▶ [DATASET]:

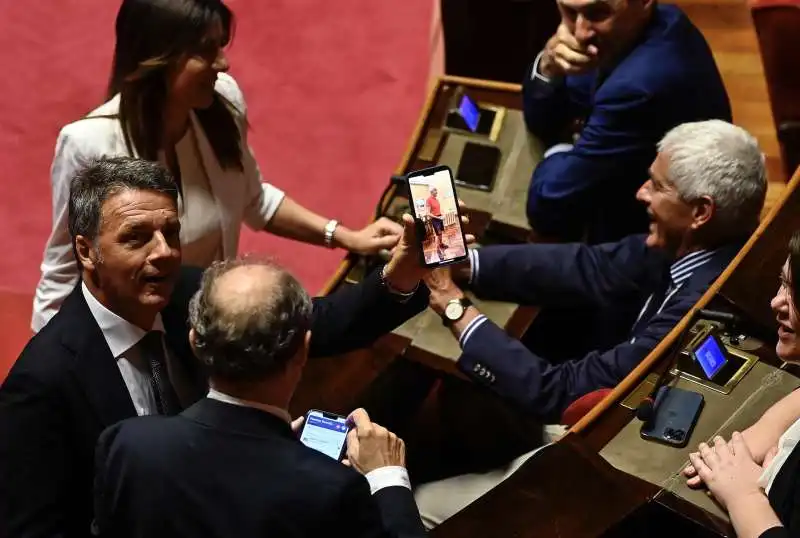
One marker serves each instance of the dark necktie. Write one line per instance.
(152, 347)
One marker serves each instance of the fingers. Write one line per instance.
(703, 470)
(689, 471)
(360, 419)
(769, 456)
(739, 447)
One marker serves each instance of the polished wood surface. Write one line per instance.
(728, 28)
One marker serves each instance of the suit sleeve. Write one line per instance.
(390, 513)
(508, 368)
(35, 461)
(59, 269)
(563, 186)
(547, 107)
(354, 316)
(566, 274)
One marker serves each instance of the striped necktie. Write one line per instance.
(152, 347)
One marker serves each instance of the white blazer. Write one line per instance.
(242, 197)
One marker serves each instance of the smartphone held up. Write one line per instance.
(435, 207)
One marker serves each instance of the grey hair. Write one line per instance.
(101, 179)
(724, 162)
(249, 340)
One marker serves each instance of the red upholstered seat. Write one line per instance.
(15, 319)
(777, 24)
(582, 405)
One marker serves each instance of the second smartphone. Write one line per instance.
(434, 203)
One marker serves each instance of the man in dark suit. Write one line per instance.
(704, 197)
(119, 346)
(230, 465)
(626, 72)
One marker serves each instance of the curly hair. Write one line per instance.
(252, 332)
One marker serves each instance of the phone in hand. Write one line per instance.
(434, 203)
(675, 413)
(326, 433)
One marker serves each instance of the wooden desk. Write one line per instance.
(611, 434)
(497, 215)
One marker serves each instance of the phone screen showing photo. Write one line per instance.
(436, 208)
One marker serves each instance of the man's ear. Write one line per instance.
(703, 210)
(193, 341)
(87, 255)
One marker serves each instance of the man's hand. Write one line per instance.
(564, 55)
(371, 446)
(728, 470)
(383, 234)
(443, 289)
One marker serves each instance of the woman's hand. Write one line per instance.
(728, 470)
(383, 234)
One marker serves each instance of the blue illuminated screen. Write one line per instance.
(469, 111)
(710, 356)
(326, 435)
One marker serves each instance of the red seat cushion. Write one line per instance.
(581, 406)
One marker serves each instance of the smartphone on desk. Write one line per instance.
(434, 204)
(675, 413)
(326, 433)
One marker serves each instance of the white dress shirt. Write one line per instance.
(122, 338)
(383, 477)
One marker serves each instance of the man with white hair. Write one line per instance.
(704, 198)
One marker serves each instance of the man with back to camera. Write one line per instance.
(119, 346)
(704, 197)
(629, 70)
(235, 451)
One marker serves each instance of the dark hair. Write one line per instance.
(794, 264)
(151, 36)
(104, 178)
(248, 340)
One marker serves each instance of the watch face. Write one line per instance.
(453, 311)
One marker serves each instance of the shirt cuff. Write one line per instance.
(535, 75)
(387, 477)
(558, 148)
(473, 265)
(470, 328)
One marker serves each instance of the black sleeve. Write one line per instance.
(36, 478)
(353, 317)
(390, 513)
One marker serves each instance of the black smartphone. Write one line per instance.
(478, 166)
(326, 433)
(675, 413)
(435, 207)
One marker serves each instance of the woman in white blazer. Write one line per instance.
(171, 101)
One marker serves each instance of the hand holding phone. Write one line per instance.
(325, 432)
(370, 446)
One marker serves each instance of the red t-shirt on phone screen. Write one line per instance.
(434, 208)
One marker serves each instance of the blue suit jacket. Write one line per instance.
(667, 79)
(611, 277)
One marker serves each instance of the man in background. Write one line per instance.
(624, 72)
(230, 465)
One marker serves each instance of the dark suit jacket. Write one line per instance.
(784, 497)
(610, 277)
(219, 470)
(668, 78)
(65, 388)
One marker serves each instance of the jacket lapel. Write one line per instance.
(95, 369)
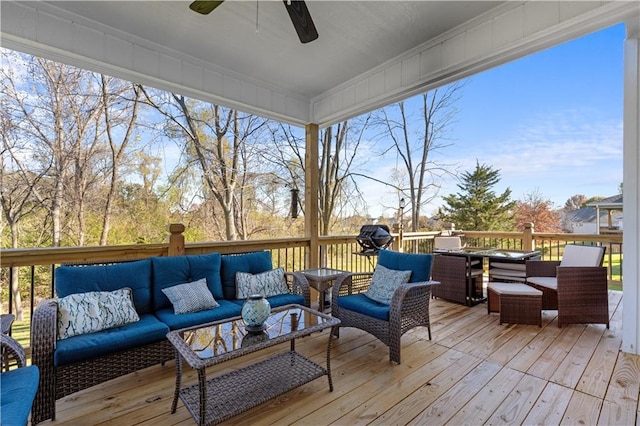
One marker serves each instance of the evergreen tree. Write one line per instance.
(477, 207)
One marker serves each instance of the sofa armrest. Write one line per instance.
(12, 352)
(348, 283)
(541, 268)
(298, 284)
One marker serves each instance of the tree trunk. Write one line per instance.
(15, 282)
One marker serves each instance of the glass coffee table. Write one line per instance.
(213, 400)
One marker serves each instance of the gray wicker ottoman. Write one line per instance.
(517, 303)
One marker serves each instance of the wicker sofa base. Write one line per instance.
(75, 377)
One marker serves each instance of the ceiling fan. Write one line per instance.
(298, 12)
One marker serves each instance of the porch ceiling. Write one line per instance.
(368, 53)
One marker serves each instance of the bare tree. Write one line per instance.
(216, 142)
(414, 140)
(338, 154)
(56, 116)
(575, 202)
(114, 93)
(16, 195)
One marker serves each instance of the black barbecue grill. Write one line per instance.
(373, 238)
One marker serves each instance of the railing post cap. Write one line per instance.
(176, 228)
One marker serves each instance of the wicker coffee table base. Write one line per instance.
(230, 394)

▶ [STATED GOAL]: Return, word for word, the lines of the records starting with the line that contains "One marker serves each instance of the glass" and going on through the last line of the records, with both ends included.

▶ [RESPONSE TO THIS EXERCISE]:
One marker serves each instance of the glass coffee table. Write one line per instance.
(213, 400)
One marker serves each instance of the gray wicker ottoman. Write one line per instance.
(517, 303)
One marker serves each instance of the wicker sofa base. Write one line per instance.
(75, 377)
One marker serves each instance of the ceiling fan. Write one line per instance.
(298, 12)
One marker serves each instance of the porch ceiling. Write one line per instance.
(368, 53)
One marker serves each instance of the bare tree. Write one line per instance.
(216, 142)
(414, 140)
(338, 154)
(56, 116)
(575, 202)
(114, 93)
(16, 195)
One marker serves each instance of the black barbecue grill. Write one line per instance.
(373, 238)
One marker serves each instance of the railing post cap. Write one line per instance.
(176, 228)
One marker serves each instance of the wicker coffee table base. Write one line per instance.
(230, 394)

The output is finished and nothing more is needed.